### WHAT YOU ARE ASKED TO DO
Please reproduce all of the material below word for word, changing nothing.

Entries taken from an annotation dataset:
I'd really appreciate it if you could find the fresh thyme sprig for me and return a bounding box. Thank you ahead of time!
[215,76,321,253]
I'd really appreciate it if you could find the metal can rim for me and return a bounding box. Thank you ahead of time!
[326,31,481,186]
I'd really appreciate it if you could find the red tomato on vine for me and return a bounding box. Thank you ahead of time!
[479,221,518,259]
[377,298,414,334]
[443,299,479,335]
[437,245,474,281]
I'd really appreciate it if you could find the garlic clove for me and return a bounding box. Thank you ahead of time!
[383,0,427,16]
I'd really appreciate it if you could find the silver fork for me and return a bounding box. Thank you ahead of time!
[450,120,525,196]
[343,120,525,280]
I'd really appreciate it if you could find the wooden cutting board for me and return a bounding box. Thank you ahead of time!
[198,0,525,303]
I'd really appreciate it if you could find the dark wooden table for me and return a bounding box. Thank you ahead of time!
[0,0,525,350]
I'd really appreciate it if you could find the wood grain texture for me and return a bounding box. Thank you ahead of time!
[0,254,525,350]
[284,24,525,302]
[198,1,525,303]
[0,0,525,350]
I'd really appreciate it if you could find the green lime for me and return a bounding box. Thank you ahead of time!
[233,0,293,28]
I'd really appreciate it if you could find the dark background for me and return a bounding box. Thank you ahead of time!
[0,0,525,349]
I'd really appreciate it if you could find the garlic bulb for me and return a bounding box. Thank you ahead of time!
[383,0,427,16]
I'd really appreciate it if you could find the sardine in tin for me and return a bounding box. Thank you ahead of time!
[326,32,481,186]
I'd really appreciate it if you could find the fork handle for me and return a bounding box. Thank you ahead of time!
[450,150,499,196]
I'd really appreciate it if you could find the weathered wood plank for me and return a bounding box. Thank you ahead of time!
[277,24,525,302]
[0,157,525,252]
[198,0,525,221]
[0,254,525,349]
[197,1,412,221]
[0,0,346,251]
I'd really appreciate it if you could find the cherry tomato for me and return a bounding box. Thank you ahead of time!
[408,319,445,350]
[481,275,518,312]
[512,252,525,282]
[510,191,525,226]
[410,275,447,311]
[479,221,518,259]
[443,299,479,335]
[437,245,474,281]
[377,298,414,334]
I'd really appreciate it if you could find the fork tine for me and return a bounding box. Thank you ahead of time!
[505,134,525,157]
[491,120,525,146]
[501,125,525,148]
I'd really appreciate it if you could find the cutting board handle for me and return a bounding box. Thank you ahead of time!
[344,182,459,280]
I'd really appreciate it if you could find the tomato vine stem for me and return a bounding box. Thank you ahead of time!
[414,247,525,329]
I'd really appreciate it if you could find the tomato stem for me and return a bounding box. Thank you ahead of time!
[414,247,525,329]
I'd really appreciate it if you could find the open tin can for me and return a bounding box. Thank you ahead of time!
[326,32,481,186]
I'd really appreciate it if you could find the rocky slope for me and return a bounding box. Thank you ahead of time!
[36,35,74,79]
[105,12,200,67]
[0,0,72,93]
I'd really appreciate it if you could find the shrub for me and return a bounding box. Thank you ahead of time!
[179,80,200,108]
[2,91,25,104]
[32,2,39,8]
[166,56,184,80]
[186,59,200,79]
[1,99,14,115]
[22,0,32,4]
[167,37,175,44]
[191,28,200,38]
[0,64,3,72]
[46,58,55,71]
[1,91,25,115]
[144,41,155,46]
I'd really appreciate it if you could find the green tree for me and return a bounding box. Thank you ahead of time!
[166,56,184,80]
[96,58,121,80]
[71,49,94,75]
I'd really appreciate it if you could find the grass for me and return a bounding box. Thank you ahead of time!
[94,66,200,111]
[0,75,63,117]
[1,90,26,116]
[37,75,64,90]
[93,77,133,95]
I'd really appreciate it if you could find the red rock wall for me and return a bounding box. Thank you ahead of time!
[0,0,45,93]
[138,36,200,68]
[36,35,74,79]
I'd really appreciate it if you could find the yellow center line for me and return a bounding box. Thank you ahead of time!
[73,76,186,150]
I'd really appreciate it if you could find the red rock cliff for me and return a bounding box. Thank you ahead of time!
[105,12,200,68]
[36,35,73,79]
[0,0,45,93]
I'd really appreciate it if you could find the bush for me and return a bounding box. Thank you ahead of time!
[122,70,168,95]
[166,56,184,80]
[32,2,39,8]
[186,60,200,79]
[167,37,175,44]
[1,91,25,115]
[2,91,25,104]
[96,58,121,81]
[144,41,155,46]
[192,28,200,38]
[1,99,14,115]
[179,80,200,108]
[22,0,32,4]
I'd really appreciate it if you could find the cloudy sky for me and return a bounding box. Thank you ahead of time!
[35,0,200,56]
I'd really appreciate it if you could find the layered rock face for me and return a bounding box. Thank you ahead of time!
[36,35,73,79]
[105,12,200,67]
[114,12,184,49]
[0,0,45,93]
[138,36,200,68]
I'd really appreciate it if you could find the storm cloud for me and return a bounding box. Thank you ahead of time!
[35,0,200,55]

### EXERCISE ANSWER
I'd really appreciate it if you could find the fresh thyme sprig for me and return a bounding box. Thank you ahead of time!
[215,76,321,253]
I'd really appreciate it if you could find the metal can rim for me and return a bounding box. Thank you ahead of time!
[326,31,481,186]
I'd really appreciate it if you could find the red tomato on vine for me and return a bounding box. Thank you ahead of time!
[479,221,518,259]
[377,298,414,334]
[443,299,479,335]
[437,245,474,281]
I'd really appreciate it if you could find the garlic clove for me and return a bounding box. Thank you ahead of time!
[383,0,427,16]
I'd really appreciate it if you could find the silver fork for me and return a bounding box. Thank you ahead of time!
[450,120,525,196]
[343,120,525,280]
I'd really appreciate it if you could find the wooden cutting board for me and return a bounding box. Thank you ahead of time!
[198,0,525,303]
I'd really appreciate it if you could find the dark wooden table for me and return a bounding box. Thank you ahead of time!
[0,0,525,350]
I'd really appreciate it if you could find the wood grain texture for me and return a bounding box. Thank you ahead of time!
[0,254,525,350]
[284,24,525,302]
[198,1,525,303]
[0,0,525,350]
I'd really appreciate it if you could find the green lime for me and return a bounding box. Thank you ahead of time!
[233,0,293,28]
I'd really appreciate it if you could find the dark background for me and return a bounding box. Thank you ahead of time!
[0,0,525,349]
I'd really appreciate it if you could find the garlic bulb for me and return a bounding box. Thank you ahead of time!
[383,0,427,16]
I'd really appreciate it if you could find the sardine in tin for me and return a bounding box. Thank you ahead of time!
[326,32,481,186]
I'd really appreciate it if you could find the fork handle for me and return a bounding box. Thank you ahead of time!
[450,150,499,196]
I'd really appreciate it if you could find the weathered wood plank for me and return a bounding box. Thank you ahead of time!
[277,24,525,302]
[0,157,525,252]
[198,0,525,221]
[0,254,525,349]
[197,1,412,221]
[0,0,346,251]
I'd really appreciate it if you could find the cherry tomato for me and return a bounding box. Thank you ahead of time!
[408,319,445,350]
[481,275,518,312]
[512,252,525,282]
[510,191,525,226]
[410,275,447,311]
[479,221,518,259]
[443,299,479,335]
[437,245,474,281]
[377,298,414,334]
I'd really appreciate it if you could find the fork tine for me and return a bounding box. Thank you ahead of time!
[505,134,525,157]
[491,120,525,146]
[501,125,525,148]
I'd really appreciate it if you could find the cutting board handle for me and return a bounding box. Thank you ahead of time!
[344,182,459,280]
I'd really appreciate it if you could find the tomato vine stem for me and return a bounding box. Thank you ahead of time!
[414,247,525,329]
I'd really appreciate it if you could find the tomato stem for me and return a bounding box. Thank you ahead of time!
[414,247,525,329]
I'd really appreciate it if you could find the open tin can for me and return a bounding box. Thank you ahead of time!
[326,32,481,186]
I'd really appreciate it if you could find the rocky slope for me and return a bounding box. Thank you ahead of time!
[36,35,74,79]
[105,12,200,67]
[0,0,72,93]
I'd really appreciate it if you could find the shrub for me and return a bounding box. Thank you ahead of time!
[179,80,200,108]
[2,91,25,104]
[32,2,39,8]
[166,56,184,80]
[186,59,200,79]
[1,99,14,115]
[22,0,32,4]
[167,37,175,44]
[191,28,200,38]
[0,64,3,72]
[46,58,55,71]
[1,91,25,115]
[144,41,155,46]
I'd really appreciate it if you could find the green tree for me and return a bounding box. Thank you ahead of time!
[166,56,184,80]
[96,58,121,80]
[71,49,94,75]
I'd really appreciate it if you could find the grass for me and return a bounding box. Thank you ahead of time!
[94,66,200,111]
[0,75,63,117]
[1,90,26,116]
[37,75,64,90]
[93,77,133,95]
I'd really appreciate it if you could find the red rock wall for me and return a bounding box. Thank you ahead of time!
[0,0,45,93]
[138,36,200,68]
[36,35,74,79]
I'd really appreciate it if you could find the yellow center line for me and return a bounding box. Thank you ahead of time!
[73,76,186,150]
I'd really appreciate it if you could find the red rock cliff for me and return a bounding box. Thank you ahead of time!
[105,12,200,68]
[36,35,73,79]
[0,0,45,93]
I'd really appreciate it if you could find the bush for me and return a bounding box. Thank you ahead of time!
[122,70,168,95]
[166,56,184,80]
[32,2,39,8]
[186,60,200,79]
[167,37,175,44]
[1,91,25,115]
[2,91,25,104]
[96,58,121,81]
[144,41,155,46]
[192,28,200,38]
[1,99,14,115]
[179,80,200,108]
[22,0,32,4]
I'd really appreciate it if you could find the cloudy sky for me and return a bounding box. Thank you ahead of time!
[35,0,200,56]
I'd really appreciate it if you could find the layered rock face for me and return a bounding box. Thank you ahead of time!
[36,35,73,79]
[105,12,200,67]
[114,12,184,49]
[0,0,45,93]
[138,36,200,68]
I'd really appreciate it if you could find the storm cloud for me and return a bounding box. Thank you ahead of time!
[35,0,200,55]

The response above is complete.